Exercise description = Arrange the data below as a two-column CSV headed "instruction" and "answer", with one row for each instruction and its answer. Put each in a single quoted field with line breaks turned into spaces, and leave the pictures out.

The input =
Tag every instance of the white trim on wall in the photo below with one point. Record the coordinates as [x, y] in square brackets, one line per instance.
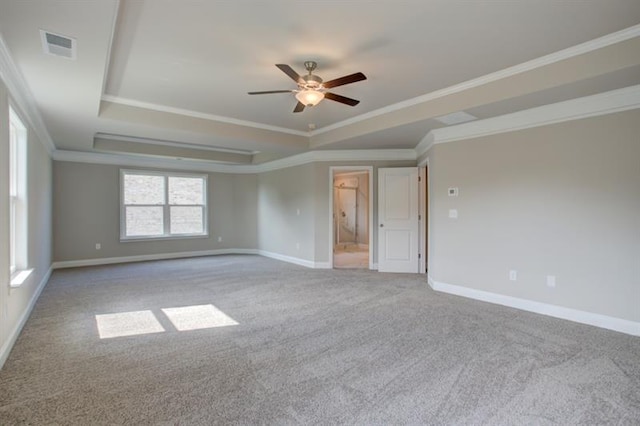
[575, 109]
[179, 255]
[575, 315]
[146, 257]
[332, 172]
[573, 51]
[590, 106]
[295, 260]
[13, 335]
[203, 166]
[22, 96]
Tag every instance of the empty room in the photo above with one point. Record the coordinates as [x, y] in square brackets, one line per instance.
[312, 212]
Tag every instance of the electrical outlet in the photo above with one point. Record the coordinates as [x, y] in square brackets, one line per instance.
[551, 281]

Response for this exercise =
instruction,answer
"Tag every instance of the white trim on wall in the photo below with one point. Record the coordinates as [x, y] in square brackets, one line per instance.","[575, 109] [179, 255] [575, 315] [146, 257] [332, 172] [573, 51] [590, 106] [295, 260] [13, 335] [203, 166] [22, 96]"
"Tag every instance of the empty room in the photo above with one point. Record the coordinates as [x, y] in square brackets, one line per instance.","[312, 212]"
"Tag every instance of the electrical outlet in the photo above with one point. Record the coordinates as [x, y] in square brackets, one line per instance.","[551, 281]"